EXERCISE AIM: Begin at the line that has "Could you please outline every instance of the green" and stop after the line that has "Please outline every instance of the green moss patch.". Write those lines out again, switching "green moss patch" to "lichen patch" and leaving everything else unchanged.

DATA:
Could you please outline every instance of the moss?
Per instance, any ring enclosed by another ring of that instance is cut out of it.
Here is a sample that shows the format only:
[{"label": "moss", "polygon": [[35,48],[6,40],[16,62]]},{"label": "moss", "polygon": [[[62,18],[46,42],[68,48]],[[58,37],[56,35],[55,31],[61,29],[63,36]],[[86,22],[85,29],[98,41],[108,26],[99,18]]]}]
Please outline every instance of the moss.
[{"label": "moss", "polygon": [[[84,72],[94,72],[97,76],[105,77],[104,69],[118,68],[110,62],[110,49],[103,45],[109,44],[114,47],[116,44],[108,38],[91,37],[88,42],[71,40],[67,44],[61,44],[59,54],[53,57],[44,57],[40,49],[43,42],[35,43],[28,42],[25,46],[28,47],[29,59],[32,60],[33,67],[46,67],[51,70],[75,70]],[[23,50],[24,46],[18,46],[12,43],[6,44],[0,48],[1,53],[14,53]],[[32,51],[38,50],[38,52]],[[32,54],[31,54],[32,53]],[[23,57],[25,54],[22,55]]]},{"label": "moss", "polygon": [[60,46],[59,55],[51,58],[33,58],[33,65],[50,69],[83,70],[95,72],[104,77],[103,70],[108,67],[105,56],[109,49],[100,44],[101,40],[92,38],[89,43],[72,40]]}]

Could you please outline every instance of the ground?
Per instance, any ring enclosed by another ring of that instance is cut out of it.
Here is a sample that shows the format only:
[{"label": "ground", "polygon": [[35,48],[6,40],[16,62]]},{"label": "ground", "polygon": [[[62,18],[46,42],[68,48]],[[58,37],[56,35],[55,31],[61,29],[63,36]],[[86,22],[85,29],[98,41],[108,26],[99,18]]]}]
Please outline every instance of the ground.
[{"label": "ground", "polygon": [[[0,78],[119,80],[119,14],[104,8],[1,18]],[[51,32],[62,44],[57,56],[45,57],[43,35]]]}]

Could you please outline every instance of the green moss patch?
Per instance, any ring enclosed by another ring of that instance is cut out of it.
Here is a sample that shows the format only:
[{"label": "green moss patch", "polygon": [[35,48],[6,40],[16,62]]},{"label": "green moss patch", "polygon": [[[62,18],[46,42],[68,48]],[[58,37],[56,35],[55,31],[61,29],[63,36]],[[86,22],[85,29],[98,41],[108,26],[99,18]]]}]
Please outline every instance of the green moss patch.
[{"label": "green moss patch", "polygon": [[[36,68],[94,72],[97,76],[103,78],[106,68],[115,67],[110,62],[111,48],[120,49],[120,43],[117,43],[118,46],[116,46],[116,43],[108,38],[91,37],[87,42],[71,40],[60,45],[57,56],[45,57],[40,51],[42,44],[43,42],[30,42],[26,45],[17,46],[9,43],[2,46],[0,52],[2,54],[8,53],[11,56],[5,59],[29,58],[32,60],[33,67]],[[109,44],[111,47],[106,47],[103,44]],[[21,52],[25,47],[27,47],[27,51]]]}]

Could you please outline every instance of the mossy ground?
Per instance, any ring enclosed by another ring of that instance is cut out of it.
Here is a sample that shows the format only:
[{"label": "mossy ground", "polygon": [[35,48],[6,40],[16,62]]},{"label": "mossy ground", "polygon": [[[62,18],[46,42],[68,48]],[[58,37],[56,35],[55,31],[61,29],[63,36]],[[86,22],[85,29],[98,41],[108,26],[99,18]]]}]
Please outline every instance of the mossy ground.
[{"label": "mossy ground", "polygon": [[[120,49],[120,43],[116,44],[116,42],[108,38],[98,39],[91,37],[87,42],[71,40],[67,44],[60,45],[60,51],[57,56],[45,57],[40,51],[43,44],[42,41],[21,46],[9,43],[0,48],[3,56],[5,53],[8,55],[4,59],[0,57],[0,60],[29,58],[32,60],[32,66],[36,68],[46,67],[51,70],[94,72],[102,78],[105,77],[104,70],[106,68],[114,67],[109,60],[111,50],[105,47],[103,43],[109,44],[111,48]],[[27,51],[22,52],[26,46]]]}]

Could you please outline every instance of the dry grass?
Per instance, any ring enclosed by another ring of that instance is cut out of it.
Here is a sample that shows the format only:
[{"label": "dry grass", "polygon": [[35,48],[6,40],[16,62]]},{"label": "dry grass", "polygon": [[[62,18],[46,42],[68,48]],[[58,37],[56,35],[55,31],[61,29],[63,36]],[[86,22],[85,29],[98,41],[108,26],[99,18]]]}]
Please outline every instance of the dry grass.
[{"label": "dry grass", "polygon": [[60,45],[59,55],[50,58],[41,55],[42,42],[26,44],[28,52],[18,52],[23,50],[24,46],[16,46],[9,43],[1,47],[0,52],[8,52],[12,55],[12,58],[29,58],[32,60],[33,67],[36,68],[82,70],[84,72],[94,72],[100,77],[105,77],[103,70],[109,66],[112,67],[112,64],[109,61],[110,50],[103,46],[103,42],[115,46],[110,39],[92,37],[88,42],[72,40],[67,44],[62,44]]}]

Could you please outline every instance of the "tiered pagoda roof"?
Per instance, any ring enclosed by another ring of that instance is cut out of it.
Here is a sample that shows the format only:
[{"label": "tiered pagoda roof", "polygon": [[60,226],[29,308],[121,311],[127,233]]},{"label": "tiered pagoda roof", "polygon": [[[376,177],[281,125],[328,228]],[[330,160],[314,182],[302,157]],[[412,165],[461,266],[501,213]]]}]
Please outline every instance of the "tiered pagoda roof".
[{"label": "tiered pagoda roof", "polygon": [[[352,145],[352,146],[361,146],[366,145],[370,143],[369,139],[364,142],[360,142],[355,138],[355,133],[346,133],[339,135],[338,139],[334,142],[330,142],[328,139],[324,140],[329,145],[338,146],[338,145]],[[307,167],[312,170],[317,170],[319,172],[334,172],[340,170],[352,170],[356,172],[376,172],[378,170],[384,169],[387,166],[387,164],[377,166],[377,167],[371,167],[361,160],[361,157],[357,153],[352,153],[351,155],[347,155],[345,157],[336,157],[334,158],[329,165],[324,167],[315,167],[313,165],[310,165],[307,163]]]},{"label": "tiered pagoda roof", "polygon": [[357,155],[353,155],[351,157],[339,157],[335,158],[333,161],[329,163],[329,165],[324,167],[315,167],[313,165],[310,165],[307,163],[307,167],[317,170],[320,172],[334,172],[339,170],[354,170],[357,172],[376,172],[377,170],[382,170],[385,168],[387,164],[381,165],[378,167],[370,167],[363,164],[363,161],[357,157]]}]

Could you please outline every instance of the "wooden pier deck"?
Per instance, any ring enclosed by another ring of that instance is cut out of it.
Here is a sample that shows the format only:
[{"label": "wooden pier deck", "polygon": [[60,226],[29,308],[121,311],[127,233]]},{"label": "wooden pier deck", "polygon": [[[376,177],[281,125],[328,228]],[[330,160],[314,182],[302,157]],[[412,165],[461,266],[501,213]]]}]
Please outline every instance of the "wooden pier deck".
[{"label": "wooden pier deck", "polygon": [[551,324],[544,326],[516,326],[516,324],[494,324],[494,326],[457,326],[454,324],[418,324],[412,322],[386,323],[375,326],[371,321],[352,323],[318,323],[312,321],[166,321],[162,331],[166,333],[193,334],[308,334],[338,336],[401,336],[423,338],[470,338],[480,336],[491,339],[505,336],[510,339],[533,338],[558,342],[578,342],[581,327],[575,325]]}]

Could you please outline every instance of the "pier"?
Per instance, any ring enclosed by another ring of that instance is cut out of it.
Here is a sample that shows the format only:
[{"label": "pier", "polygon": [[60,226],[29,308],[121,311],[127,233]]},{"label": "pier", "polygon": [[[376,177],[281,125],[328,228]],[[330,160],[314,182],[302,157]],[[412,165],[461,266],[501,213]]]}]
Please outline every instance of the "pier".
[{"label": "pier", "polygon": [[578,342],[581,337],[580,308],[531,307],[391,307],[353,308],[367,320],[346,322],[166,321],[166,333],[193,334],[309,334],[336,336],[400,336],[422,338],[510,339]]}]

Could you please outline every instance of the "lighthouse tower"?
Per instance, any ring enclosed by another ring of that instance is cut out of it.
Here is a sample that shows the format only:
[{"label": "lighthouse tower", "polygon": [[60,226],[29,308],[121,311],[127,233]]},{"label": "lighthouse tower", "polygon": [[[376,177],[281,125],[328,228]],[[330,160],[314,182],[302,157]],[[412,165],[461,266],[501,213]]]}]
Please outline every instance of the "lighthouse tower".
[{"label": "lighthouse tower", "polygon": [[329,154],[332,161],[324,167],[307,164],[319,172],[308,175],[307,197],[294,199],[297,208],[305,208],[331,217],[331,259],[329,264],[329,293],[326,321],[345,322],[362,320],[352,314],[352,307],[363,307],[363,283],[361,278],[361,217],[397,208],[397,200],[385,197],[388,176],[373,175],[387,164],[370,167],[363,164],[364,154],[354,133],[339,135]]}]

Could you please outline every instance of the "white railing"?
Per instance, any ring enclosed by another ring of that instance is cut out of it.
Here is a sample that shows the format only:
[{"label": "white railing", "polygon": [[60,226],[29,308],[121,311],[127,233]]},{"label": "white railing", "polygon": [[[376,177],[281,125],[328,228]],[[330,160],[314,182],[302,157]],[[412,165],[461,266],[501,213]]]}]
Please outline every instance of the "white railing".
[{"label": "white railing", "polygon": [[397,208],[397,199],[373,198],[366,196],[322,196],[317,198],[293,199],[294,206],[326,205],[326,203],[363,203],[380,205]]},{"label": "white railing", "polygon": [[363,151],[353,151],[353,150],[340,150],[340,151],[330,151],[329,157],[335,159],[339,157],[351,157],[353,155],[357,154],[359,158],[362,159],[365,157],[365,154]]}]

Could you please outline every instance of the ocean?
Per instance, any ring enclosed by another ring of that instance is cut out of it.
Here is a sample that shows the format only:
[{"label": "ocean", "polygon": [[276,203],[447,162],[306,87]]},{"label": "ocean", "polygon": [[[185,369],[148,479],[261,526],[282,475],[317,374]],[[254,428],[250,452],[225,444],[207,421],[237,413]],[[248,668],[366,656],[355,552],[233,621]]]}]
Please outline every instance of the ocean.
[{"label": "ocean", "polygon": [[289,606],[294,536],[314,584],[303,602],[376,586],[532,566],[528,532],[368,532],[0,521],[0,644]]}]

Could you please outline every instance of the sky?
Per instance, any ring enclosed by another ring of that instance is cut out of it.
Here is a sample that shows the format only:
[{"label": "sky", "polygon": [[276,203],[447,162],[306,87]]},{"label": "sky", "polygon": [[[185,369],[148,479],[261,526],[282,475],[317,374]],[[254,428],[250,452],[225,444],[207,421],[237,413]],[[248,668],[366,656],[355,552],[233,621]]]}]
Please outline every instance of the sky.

RESPONSE:
Could you please outline every instance of the lichen patch?
Per instance, any ring enclosed by another ring of that instance is cut out of it.
Here is a sample that shows the format only:
[{"label": "lichen patch", "polygon": [[35,48],[6,40],[16,62]]},{"label": "lichen patch", "polygon": [[[62,18],[46,42],[68,48]],[[58,37],[56,35],[55,31],[61,29],[63,36]],[[86,22],[85,29],[98,41],[108,26],[99,18]]]}]
Please outline every instance of the lichen patch.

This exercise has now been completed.